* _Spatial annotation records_
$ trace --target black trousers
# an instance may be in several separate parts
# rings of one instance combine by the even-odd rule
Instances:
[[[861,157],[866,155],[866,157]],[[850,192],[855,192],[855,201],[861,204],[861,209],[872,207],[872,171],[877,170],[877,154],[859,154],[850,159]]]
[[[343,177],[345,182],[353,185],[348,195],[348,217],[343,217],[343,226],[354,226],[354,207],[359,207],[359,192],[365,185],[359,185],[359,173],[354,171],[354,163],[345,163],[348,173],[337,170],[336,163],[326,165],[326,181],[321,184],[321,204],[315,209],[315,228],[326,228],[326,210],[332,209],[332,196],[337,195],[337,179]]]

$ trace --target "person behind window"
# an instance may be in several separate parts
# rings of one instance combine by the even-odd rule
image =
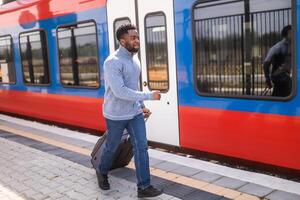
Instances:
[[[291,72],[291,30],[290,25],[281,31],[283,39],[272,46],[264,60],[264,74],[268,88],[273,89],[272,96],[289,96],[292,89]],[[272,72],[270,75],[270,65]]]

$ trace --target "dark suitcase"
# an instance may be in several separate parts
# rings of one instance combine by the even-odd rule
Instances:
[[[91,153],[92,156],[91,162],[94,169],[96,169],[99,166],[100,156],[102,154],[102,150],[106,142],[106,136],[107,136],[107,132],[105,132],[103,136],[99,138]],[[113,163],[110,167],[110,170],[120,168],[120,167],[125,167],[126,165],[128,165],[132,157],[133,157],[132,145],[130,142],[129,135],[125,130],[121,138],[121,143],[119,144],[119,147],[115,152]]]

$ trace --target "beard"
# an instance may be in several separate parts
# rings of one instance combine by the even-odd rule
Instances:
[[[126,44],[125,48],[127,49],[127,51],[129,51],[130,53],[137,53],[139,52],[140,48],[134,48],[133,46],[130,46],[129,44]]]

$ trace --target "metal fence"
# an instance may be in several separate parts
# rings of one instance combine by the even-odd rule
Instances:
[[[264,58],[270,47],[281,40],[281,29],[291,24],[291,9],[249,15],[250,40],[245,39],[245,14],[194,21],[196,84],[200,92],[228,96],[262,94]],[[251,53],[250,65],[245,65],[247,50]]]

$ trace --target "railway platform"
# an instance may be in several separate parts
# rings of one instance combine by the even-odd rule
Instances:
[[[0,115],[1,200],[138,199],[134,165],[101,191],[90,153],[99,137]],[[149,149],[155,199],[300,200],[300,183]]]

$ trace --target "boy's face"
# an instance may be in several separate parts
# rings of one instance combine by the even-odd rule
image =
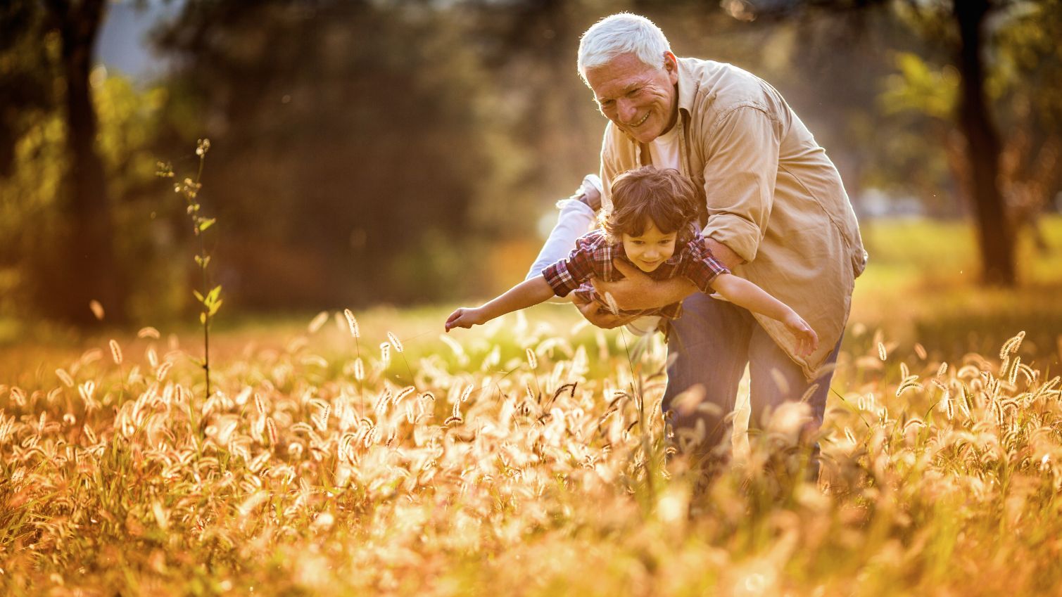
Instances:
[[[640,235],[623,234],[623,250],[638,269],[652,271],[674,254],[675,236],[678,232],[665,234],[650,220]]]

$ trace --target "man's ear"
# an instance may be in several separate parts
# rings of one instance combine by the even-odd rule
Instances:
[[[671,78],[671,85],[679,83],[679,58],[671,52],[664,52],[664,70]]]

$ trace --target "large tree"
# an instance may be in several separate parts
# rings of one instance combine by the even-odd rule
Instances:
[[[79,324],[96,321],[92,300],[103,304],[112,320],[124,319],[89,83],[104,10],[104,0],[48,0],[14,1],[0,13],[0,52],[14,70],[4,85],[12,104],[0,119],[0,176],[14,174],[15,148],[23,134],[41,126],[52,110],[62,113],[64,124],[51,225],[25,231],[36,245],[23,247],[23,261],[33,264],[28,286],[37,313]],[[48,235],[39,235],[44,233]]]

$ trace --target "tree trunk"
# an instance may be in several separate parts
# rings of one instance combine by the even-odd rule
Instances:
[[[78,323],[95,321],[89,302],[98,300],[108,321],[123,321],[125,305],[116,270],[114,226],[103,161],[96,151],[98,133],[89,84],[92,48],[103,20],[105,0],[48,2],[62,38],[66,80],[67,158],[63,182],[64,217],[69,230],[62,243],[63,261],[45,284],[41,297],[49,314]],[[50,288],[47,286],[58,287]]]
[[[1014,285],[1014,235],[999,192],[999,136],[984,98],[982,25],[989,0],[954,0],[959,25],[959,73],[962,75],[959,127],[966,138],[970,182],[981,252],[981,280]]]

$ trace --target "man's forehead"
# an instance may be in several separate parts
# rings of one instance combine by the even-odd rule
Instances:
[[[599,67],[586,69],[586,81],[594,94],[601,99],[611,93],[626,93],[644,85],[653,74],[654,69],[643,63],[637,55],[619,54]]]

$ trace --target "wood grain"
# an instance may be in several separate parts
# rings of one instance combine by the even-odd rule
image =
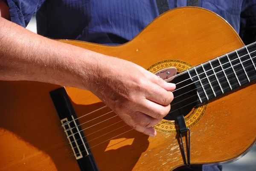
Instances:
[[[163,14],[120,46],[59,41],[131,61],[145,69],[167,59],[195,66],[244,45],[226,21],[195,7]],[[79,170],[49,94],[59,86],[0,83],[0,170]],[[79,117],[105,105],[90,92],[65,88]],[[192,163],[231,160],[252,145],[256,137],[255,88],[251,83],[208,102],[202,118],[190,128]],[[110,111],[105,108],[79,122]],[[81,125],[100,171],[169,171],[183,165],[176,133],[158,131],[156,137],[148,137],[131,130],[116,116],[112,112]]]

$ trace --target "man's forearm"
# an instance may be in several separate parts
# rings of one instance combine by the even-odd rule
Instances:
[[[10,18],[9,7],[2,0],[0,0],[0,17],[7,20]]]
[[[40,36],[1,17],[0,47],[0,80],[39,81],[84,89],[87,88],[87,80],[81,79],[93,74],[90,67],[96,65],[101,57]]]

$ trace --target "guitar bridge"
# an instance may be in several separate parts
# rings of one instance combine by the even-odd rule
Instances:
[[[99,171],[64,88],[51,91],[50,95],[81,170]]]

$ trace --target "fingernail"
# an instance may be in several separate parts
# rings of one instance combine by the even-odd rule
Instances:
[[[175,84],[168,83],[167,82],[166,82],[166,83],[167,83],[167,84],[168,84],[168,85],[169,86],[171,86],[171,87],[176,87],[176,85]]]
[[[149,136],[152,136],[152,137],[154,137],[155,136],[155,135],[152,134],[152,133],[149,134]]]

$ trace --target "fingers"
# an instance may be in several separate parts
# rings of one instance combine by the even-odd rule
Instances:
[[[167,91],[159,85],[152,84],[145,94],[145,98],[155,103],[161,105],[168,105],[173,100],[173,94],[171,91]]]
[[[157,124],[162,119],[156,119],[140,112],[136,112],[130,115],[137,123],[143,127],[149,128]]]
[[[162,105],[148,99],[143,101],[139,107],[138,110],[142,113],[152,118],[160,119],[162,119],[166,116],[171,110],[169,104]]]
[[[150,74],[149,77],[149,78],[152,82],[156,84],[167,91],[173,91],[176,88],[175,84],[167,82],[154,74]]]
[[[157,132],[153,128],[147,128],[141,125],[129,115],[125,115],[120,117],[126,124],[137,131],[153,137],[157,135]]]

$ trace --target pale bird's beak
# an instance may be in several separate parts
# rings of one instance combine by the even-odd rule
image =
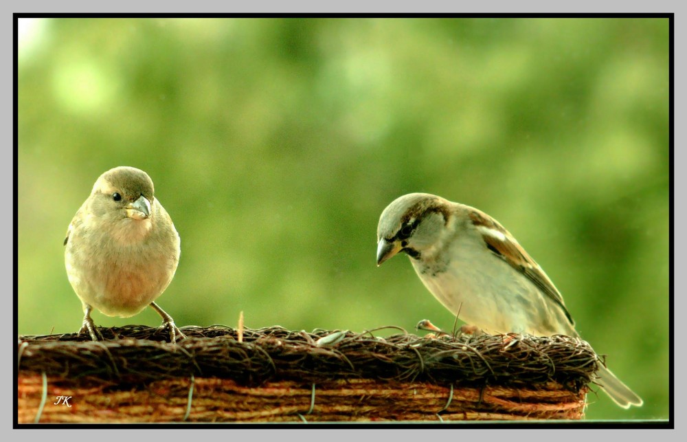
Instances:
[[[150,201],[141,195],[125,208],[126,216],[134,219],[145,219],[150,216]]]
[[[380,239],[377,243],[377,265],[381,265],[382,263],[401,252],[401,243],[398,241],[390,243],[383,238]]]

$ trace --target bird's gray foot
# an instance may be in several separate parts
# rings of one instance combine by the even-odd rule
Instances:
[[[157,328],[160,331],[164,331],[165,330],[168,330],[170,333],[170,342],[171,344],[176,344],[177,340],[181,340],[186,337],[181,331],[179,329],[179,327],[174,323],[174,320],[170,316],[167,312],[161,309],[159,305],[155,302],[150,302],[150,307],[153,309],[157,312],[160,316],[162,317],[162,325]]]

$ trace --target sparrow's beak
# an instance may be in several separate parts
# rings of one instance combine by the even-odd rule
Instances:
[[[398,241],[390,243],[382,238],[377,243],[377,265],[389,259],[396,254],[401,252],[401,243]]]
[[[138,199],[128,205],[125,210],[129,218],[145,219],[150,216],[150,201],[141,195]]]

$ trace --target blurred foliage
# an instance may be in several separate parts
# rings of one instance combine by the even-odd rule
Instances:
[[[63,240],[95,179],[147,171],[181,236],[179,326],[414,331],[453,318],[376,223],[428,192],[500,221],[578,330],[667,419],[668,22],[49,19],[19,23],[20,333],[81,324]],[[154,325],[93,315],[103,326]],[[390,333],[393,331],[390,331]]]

--

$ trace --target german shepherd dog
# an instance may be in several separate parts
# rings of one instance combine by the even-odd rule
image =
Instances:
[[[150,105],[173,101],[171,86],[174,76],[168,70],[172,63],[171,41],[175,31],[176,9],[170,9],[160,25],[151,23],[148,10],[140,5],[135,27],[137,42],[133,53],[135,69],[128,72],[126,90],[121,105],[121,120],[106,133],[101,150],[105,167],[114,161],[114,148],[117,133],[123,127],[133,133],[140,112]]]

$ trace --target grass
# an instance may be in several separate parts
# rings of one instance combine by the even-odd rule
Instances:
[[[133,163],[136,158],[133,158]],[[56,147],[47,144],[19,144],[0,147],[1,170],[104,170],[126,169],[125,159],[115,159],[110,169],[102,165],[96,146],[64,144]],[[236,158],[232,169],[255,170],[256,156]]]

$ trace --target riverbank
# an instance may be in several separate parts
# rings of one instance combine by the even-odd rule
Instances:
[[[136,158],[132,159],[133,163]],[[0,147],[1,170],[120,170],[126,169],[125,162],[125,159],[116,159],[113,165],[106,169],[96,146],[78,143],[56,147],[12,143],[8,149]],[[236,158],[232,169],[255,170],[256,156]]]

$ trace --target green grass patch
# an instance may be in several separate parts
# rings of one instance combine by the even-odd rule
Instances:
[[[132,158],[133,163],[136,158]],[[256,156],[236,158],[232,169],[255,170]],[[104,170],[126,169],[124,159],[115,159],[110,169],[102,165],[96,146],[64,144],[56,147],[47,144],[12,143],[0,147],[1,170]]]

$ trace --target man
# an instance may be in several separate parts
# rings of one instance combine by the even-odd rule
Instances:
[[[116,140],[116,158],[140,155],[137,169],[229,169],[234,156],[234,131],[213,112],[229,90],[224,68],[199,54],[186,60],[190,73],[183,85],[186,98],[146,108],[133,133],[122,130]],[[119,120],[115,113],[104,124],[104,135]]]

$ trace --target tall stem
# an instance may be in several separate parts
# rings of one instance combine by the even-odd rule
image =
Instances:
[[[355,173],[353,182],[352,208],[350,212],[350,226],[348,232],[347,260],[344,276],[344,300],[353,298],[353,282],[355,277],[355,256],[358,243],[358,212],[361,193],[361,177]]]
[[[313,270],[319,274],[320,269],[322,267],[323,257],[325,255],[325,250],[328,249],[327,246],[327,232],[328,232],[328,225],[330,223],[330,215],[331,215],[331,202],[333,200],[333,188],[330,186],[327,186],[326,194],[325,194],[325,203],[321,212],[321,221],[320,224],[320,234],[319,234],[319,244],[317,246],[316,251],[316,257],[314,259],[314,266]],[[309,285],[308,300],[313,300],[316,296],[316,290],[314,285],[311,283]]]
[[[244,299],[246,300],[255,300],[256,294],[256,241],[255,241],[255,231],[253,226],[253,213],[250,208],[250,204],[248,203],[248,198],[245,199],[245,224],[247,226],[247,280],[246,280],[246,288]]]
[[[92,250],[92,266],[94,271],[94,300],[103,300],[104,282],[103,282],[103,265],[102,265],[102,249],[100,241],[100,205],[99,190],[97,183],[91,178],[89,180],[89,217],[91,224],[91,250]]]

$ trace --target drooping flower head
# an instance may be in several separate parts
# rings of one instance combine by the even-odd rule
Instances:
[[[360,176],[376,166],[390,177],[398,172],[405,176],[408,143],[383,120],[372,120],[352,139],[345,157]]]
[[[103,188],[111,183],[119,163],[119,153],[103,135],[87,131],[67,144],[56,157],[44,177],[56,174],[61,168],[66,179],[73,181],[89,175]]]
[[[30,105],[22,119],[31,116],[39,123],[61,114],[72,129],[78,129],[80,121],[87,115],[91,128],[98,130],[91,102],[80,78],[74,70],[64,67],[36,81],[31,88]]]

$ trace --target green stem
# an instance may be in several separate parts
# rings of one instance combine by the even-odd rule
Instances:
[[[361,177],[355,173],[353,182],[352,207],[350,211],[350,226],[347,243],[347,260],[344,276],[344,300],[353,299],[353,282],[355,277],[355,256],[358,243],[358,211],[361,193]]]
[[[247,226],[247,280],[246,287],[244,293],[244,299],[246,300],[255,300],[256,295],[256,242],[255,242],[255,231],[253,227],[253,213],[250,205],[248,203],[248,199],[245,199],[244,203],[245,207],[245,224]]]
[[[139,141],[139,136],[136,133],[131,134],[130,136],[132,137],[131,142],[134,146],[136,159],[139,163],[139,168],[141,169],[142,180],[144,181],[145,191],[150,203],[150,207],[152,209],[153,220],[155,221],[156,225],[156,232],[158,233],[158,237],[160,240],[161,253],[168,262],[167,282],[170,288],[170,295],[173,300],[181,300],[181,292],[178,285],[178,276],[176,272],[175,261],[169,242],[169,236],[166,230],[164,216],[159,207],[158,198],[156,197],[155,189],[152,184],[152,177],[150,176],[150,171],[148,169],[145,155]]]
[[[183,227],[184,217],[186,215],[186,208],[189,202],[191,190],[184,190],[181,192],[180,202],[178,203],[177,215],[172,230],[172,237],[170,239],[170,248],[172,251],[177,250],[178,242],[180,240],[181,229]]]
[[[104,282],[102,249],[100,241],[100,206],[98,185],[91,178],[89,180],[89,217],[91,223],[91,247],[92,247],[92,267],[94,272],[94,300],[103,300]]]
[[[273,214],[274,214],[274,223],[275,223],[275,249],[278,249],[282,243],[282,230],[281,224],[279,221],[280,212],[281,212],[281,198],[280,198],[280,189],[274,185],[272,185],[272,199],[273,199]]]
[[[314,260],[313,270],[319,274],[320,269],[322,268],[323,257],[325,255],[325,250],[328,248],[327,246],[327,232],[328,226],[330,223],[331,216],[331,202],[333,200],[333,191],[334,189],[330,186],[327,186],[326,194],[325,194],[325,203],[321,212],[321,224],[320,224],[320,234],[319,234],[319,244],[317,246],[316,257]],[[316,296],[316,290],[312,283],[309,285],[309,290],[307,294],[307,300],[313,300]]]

--

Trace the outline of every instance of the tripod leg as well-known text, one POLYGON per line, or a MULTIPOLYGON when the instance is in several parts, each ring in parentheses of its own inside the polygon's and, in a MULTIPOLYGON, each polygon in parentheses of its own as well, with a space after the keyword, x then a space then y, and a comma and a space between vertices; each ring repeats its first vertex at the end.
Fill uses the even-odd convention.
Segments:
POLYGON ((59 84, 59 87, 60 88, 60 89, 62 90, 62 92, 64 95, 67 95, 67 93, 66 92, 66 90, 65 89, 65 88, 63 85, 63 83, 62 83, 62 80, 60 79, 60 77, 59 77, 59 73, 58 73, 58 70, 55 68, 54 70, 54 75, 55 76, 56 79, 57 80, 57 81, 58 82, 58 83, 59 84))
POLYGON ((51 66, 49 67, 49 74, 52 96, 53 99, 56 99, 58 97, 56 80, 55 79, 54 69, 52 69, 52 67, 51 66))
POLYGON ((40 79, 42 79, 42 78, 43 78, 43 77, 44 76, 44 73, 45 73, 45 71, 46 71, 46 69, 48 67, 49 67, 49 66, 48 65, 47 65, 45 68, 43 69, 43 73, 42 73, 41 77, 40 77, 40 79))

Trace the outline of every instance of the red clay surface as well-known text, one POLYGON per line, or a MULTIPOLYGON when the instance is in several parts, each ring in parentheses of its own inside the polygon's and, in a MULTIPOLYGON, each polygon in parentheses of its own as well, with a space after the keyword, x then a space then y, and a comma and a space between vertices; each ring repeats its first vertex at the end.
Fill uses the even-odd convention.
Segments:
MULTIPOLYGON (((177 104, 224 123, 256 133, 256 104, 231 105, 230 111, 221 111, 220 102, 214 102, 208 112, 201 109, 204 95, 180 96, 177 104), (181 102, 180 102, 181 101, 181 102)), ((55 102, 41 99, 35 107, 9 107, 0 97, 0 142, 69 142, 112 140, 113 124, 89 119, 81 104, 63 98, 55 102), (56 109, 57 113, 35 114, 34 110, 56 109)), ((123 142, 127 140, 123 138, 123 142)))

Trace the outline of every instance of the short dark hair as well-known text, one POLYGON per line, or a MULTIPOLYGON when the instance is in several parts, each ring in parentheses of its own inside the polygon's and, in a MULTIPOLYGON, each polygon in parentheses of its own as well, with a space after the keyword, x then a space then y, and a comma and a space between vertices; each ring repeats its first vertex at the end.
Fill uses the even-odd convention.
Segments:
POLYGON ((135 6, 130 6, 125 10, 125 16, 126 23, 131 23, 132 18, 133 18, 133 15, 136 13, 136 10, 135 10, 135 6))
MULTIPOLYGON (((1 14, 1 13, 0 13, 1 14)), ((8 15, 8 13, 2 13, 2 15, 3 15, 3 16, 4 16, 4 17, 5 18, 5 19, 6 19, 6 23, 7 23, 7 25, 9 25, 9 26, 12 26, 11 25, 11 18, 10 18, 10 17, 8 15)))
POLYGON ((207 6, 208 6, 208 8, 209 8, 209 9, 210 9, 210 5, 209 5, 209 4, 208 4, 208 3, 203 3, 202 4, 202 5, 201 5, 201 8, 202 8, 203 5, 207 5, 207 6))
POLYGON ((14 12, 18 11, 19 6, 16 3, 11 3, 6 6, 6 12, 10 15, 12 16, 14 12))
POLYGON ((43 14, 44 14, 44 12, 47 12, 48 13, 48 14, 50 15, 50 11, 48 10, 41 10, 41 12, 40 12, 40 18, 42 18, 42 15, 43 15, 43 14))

* _Written instruction_
Format as a JSON list of strings the lines of the items above, starting with the line that contains "Trace the outline of every instance of the red" and going on through the line that contains "MULTIPOLYGON (((177 104, 224", one string per line and with blank lines left out.

* _Output for this exercise_
[
  "Trace the outline of every instance of the red clay surface as well-known text, one POLYGON per line, or a MULTIPOLYGON when the instance is in several parts, each ring in parentheses of its own inside the polygon's and, in a MULTIPOLYGON, each polygon in parentheses of its own as well, with a space after the keyword, x then a space then y, and a comma and a space between vertices; each ring repeats its first vertex at the end.",
  "Fill uses the even-odd convention.",
  "Segments:",
  "MULTIPOLYGON (((177 104, 224 123, 256 133, 256 104, 231 105, 230 111, 221 111, 220 102, 214 102, 208 112, 201 109, 204 95, 180 96, 177 104), (181 102, 180 102, 181 101, 181 102)), ((55 102, 41 99, 35 107, 9 107, 0 97, 0 142, 69 142, 112 140, 113 124, 89 119, 81 104, 63 98, 55 102), (56 109, 57 113, 35 114, 34 110, 56 109)), ((123 142, 127 140, 123 138, 123 142)))"
]